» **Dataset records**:

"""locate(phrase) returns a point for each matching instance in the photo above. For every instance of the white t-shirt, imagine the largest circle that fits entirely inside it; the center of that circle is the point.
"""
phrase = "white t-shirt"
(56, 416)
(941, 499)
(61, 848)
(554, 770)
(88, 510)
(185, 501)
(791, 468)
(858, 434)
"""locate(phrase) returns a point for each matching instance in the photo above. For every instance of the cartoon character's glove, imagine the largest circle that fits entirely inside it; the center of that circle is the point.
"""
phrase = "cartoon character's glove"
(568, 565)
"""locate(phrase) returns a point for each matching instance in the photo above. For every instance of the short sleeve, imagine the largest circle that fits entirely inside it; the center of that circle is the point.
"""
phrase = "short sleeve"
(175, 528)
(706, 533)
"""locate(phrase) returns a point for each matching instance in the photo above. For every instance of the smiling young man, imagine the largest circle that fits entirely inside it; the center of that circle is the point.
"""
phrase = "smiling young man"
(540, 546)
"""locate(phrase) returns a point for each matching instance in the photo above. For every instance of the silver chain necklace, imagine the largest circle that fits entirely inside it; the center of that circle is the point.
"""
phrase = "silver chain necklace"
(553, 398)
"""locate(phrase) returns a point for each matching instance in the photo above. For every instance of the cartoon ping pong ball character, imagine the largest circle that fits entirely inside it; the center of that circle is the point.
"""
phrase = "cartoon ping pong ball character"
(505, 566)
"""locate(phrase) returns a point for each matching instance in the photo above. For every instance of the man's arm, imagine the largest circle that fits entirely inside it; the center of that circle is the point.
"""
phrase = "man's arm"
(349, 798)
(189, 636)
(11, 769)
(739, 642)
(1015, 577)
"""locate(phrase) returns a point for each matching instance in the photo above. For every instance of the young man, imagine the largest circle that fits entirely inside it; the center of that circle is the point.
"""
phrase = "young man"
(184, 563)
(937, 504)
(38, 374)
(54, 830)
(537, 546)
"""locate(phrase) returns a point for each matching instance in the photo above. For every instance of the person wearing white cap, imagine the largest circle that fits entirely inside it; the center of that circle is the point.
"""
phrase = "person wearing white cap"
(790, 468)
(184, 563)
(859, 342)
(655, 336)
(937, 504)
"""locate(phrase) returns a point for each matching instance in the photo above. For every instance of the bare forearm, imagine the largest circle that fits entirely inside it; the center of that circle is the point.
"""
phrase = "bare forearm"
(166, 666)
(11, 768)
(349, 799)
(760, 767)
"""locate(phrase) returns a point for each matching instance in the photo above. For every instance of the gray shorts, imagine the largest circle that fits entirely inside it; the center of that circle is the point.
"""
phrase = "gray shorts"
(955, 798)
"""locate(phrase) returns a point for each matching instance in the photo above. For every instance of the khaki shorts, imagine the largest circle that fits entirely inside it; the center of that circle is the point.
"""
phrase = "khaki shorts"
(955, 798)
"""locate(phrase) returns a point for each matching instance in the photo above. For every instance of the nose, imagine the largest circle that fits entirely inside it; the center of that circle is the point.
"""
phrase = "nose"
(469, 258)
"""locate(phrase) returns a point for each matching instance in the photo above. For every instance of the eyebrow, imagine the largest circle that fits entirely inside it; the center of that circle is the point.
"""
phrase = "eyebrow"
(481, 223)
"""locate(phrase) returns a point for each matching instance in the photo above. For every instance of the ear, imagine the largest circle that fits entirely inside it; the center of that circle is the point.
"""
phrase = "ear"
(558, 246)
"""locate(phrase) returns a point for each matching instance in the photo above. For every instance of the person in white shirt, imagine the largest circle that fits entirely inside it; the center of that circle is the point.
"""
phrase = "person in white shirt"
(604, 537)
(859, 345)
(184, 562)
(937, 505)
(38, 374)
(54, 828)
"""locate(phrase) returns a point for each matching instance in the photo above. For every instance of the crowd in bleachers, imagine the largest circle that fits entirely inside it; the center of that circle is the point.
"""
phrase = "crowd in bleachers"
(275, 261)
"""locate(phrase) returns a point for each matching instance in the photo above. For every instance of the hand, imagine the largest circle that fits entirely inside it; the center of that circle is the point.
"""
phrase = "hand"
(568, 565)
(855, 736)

» **Exercise details**:
Repeat every record above. Each one must match exactly.

» **Response to the exercise**:
"""locate(phrase) returns a point for each matching instance in the photo above. For every instance of the white t-shirt, imagine the largest circle that fits entirely inside it; the center of that circle is the point.
"""
phrase = "white t-shirt"
(56, 416)
(941, 499)
(61, 848)
(554, 770)
(88, 510)
(185, 501)
(791, 468)
(858, 434)
"""locate(phrase) returns a point for each matching instance in the photo above. For every instance of the cartoon character's glove, imagine the largest circle that fits entirely inside it; the center of that circle is the point.
"""
phrase = "cartoon character's glove"
(568, 565)
"""locate(phrase) returns a point for each matching instance in the photo above. For every instance of the short sleeve, imagine the largest circle that fits entirely inside it; the center of that circle is the point.
"""
phrase = "short sleeve"
(175, 528)
(706, 533)
"""locate(phrase) returns a point for each matching instance in the photo above. For every instance of the smiling young man, imagine the largest circle that fits entirely inside it; the center of that circle is the point.
"""
phrase = "smiling young man"
(540, 546)
"""locate(phrase) returns a point for each matching instance in the photo above. For every instance of the silver chain necklace, imagine the largest circle that fits entirely inside it; the center of that circle is the point.
"""
phrase = "silver chain necklace"
(553, 398)
"""locate(phrase) returns a point for each matching instance in the photo above. For every instance of the cartoon ping pong ball character, imagine the largest circle that fits entirely inside it; the center of that circle is the point.
"""
phrase = "cartoon ping pong ball character"
(505, 566)
"""locate(phrase) returns a point for each matching instance in the photo above. For every instance of the man's arm, imagine the largest circle that fits entirely inside it; the center of that circle is the point.
"""
phrase = "man's arm"
(349, 798)
(189, 636)
(11, 769)
(739, 642)
(1015, 577)
"""locate(phrase) returns a point for each matching instance in the photo above. For every instance of the young man, imagine the largest circle that fits entirely inside it; the center of that circle is the point.
"""
phrase = "young man"
(184, 563)
(937, 504)
(38, 374)
(54, 830)
(537, 546)
"""locate(phrase) returns a point for each matching instance in the photo above. For every instance of the person wearing white cap, imagine the largest circle that fits entirely inside it; the center of that circle is the point.
"""
phrase = "person wearing white cap"
(790, 468)
(184, 563)
(859, 342)
(655, 336)
(937, 504)
"""locate(phrase) returns a point for each matching instance in the photo above. For every instance of the bare forearm, imagine the largest circle that fits entirely inside it; the center of that circle is the point.
"""
phrase = "bare forearm"
(166, 666)
(11, 768)
(349, 799)
(760, 767)
"""locate(phrase) returns a point for each matching instance in the photo above. For every instance of the gray shorts, imagine the largest circle that fits entirely inside it; the center of that circle is the point.
"""
phrase = "gray shorts"
(955, 798)
"""locate(phrase) returns a point for each matching instance in the photo above. For every instance of the khaki shorts, imagine the largest circle that fits entirely inside it; the center of that circle is the point.
"""
phrase = "khaki shorts"
(955, 798)
"""locate(phrase) returns a point for each matching instance in the photo above. For every instance of the nose, imagine the largest circle that fits entirely inside it; the center of that circle is the point.
"""
phrase = "nose"
(469, 258)
"""locate(phrase) returns a point for each matching instance in the photo above. For every instance of the eyebrow, imagine the largest circle that fits entirely inside it; the center of that circle is the point.
"""
phrase = "eyebrow"
(481, 223)
"""locate(phrase) returns a point for each matching instance in the photo above. For every instance of the ear, imagine the largest circle that fits entirely inside it; the center of that circle is the point.
"""
phrase = "ear"
(558, 246)
"""locate(phrase) returns a point for each matching instance in the photo above. For every instance of the person in white shirt, imagine the largest circle that fits entirely inside it; the center of that circle is the point.
"""
phrase = "person in white shirt"
(604, 537)
(859, 345)
(184, 562)
(937, 505)
(38, 374)
(54, 828)
"""locate(phrase) returns a point for each matching instance in the photo above. For every instance of the crowd in bleachers, imagine the largest circle that fits entirely inside it; the center of that circle is the point.
"""
phrase = "crowd in bleachers"
(275, 261)
"""locate(phrase) returns a point for each matching instance in the photo above. For every instance of the hand, imagine the largest circle that fits entirely inside it; the center of that circle is the point.
"""
phrase = "hand"
(568, 565)
(855, 736)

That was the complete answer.